[Text for analysis — start]
Unimpeded by fear or social mores, Bella experiences each stage of her travels viscerally, unpretentiously and at face value. She lives in a manner that is gloriously unfiltered and untethered, leading to many laugh-out-loud moments. (“I must go punch that baby,” she casually announces in a ballroom after an infant starts crying. What follows is the most hilarious scene in the movie.)

Bella enthusiastically devours experiences and individuals that others might consider negative or grotesque in order to get to the lessons within. It helps that she is entirely incapable of taking anything happening around her personally, a skill that grants her exceptional problem-solving abilities — and provides not a few zingers. (At one point, she shuts down a passionate lover’s tiff by saying simply, “I feel this conversation has grown circular.” When called a “whore” in the street, she responds “We are our own means of production,” and keeps walking.)
[Text for analysis — finish]
[Data for review — start]
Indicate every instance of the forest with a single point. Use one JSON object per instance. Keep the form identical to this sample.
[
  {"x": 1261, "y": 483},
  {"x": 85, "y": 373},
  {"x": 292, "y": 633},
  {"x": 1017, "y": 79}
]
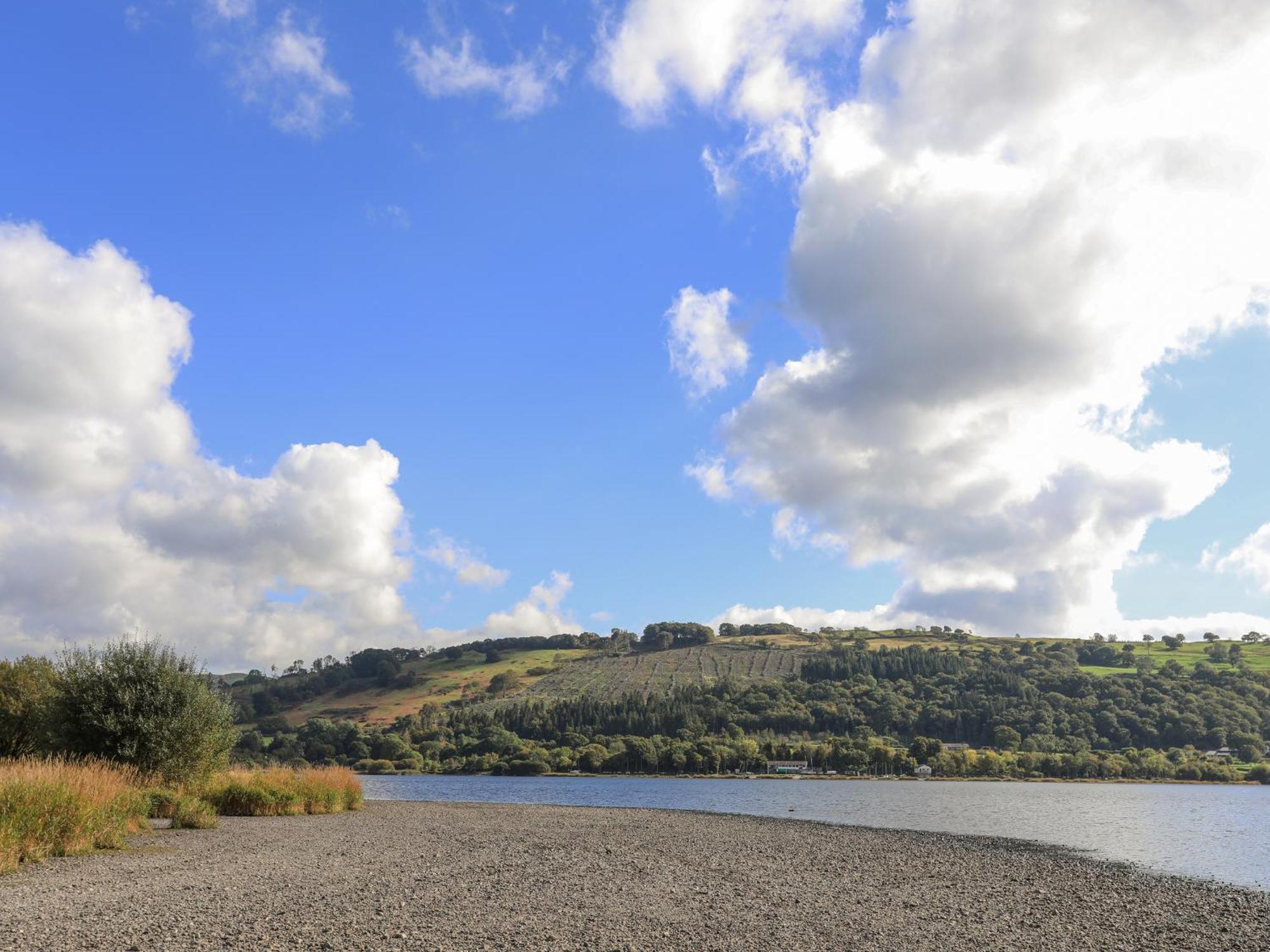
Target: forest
[{"x": 1022, "y": 711}]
[Data for review — finish]
### Prompt 1:
Reproduce the passage from the text about Bella from "Bella enthusiastically devours" to "and keeps walking.)".
### Prompt 2:
Answer these questions using the text about Bella.
(a) What does Bella announce in a ballroom after an infant starts crying?
(b) What does she say to shut down a passionate lover's tiff?
(c) How does she respond when called a "whore" in the street?

### Your response 1:
Bella enthusiastically devours experiences and individuals that others might consider negative or grotesque in order to get to the lessons within. It helps that she is entirely incapable of taking anything happening around her personally, a skill that grants her exceptional problem-solving abilities — and provides not a few zingers. (At one point, she shuts down a passionate lover’s tiff by saying simply, “I feel this conversation has grown circular.” When called a “whore” in the street, she responds “We are our own means of production,” and keeps walking.)

### Your response 2:
(a) "I must go punch that baby."
(b) "I feel this conversation has grown circular."
(c) She says, "We are our own means of production," and keeps walking.